== Given information ==
━━━━━━━━━━━━━━━━━━━━
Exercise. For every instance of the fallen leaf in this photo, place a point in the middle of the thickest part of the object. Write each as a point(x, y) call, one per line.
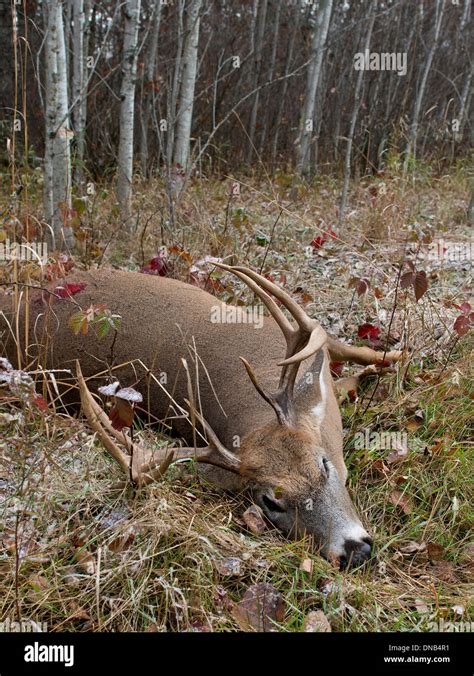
point(85, 561)
point(401, 500)
point(444, 571)
point(253, 517)
point(231, 566)
point(316, 621)
point(412, 547)
point(261, 606)
point(421, 607)
point(124, 540)
point(307, 566)
point(435, 551)
point(397, 455)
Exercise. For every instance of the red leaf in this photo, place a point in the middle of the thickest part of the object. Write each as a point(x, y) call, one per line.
point(121, 414)
point(420, 284)
point(157, 265)
point(406, 280)
point(462, 325)
point(336, 368)
point(40, 402)
point(69, 289)
point(318, 242)
point(368, 331)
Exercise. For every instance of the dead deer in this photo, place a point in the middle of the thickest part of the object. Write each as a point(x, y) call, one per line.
point(278, 437)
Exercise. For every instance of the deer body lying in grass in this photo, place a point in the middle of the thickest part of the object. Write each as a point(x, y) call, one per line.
point(257, 428)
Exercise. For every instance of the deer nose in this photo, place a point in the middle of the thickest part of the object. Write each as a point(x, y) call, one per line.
point(356, 552)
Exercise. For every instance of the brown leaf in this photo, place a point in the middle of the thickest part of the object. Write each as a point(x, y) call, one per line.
point(85, 561)
point(421, 607)
point(435, 551)
point(231, 566)
point(399, 454)
point(78, 613)
point(123, 540)
point(400, 500)
point(307, 565)
point(316, 621)
point(420, 284)
point(261, 606)
point(412, 547)
point(467, 554)
point(444, 571)
point(39, 586)
point(121, 414)
point(253, 517)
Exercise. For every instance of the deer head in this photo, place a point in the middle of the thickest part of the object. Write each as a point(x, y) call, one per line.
point(294, 475)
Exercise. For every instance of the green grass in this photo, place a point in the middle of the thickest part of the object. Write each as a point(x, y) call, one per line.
point(65, 562)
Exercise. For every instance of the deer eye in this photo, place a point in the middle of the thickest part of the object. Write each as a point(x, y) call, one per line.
point(326, 467)
point(271, 505)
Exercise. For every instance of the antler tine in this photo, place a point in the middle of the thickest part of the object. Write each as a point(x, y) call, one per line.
point(94, 420)
point(215, 453)
point(100, 423)
point(272, 307)
point(301, 342)
point(231, 461)
point(299, 315)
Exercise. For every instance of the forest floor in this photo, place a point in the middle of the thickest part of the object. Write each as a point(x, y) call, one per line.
point(177, 555)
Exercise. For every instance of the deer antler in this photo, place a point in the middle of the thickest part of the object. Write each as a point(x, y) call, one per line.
point(302, 341)
point(134, 466)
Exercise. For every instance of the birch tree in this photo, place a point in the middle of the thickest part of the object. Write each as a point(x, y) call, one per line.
point(258, 32)
point(313, 79)
point(79, 95)
point(127, 108)
point(57, 160)
point(410, 150)
point(355, 113)
point(149, 85)
point(188, 83)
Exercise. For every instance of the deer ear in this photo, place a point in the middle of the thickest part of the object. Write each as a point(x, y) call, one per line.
point(312, 390)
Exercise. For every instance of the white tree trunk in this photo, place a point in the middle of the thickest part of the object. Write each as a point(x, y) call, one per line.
point(150, 72)
point(410, 150)
point(186, 98)
point(355, 113)
point(79, 95)
point(260, 10)
point(127, 109)
point(312, 82)
point(57, 169)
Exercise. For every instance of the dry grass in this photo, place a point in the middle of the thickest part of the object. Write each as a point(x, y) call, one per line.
point(80, 556)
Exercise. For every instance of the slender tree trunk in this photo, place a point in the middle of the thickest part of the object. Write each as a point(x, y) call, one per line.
point(186, 98)
point(149, 98)
point(127, 109)
point(261, 15)
point(271, 71)
point(57, 184)
point(314, 75)
point(172, 102)
point(286, 82)
point(79, 95)
point(355, 113)
point(410, 150)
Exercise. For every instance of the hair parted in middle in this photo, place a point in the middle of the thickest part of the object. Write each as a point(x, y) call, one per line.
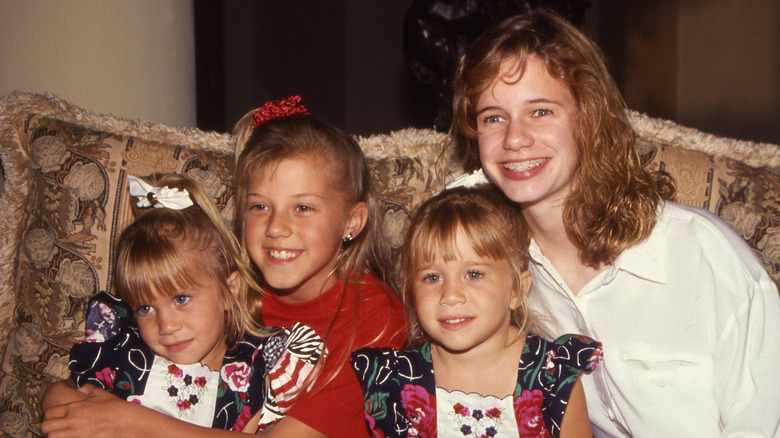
point(304, 136)
point(614, 200)
point(163, 249)
point(296, 135)
point(494, 227)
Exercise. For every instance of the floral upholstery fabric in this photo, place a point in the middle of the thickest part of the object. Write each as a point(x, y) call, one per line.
point(63, 201)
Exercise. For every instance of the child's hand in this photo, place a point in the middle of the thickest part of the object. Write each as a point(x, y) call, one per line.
point(83, 417)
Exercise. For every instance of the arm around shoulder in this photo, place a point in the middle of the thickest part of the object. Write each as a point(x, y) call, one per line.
point(60, 393)
point(576, 423)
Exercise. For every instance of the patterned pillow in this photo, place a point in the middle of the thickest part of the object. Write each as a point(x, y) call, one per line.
point(77, 203)
point(710, 173)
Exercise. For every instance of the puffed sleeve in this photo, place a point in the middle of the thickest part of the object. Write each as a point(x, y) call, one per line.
point(388, 377)
point(575, 352)
point(110, 342)
point(290, 372)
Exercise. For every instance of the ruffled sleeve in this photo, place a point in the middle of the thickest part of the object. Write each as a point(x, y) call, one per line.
point(291, 365)
point(576, 352)
point(398, 388)
point(549, 371)
point(110, 344)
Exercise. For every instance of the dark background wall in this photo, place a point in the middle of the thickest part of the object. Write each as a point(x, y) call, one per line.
point(345, 58)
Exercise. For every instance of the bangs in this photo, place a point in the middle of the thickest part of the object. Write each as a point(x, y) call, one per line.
point(155, 267)
point(439, 237)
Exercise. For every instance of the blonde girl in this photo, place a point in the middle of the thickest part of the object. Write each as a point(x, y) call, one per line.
point(479, 367)
point(307, 217)
point(178, 338)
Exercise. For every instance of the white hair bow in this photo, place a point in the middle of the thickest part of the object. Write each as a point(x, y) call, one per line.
point(469, 180)
point(158, 197)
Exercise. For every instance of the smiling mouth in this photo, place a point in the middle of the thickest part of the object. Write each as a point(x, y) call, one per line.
point(521, 166)
point(177, 347)
point(456, 320)
point(282, 254)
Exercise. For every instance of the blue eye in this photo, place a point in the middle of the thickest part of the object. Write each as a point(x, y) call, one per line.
point(431, 278)
point(474, 275)
point(492, 119)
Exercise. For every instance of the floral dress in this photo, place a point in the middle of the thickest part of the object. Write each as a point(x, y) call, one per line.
point(114, 357)
point(401, 397)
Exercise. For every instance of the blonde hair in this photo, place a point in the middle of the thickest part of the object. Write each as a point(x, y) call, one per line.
point(301, 136)
point(613, 203)
point(163, 250)
point(492, 224)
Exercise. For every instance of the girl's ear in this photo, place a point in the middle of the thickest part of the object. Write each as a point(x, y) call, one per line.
point(519, 296)
point(358, 216)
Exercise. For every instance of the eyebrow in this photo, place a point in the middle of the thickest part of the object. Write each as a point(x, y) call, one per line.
point(527, 102)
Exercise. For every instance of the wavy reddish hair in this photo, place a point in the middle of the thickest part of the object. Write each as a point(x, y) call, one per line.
point(613, 203)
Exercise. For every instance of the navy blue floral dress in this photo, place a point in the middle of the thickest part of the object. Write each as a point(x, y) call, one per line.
point(401, 394)
point(114, 357)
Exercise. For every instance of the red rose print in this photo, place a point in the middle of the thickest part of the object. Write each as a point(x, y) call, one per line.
point(493, 413)
point(106, 375)
point(176, 371)
point(243, 417)
point(461, 410)
point(528, 411)
point(183, 405)
point(236, 375)
point(420, 409)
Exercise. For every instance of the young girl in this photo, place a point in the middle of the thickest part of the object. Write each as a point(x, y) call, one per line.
point(180, 340)
point(685, 308)
point(480, 369)
point(308, 219)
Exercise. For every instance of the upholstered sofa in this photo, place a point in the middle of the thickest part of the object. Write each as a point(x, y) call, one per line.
point(63, 200)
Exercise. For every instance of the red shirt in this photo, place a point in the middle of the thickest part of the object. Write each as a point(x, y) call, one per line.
point(337, 409)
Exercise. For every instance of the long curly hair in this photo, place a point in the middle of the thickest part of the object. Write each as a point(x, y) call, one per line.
point(614, 201)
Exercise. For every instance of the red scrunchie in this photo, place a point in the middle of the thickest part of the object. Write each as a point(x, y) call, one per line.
point(280, 108)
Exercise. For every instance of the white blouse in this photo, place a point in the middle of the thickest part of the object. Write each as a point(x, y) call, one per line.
point(690, 323)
━━━━━━━━━━━━━━━━━━━━
== What to work on ==
Set down the line holding "Exercise. For every instance of the red shirt" and all later lines through the last one in the material above, exactly, and no other lines.

== Answer ==
Exercise. For every instance of the red shirt in this photo, place a point in the middle of the thickest part of the object. Write each as a point(x, y) call, one per line.
point(337, 409)
Exercise. For every instance of the long curly hair in this photo, place a point in the middle of the thickest part of the object. Write each as a point(x, y) call, one per line.
point(614, 201)
Exercise. For every instance of the red scrunchie in this photo, place a point in the middle of the thickest part of the object. Write each as a point(x, y) call, one per line.
point(280, 108)
Exercise. For every instance of the white blouse in this photo, place a point in the middle of the thickest part of the object. Write each as a point(x, y) call, one per line.
point(690, 323)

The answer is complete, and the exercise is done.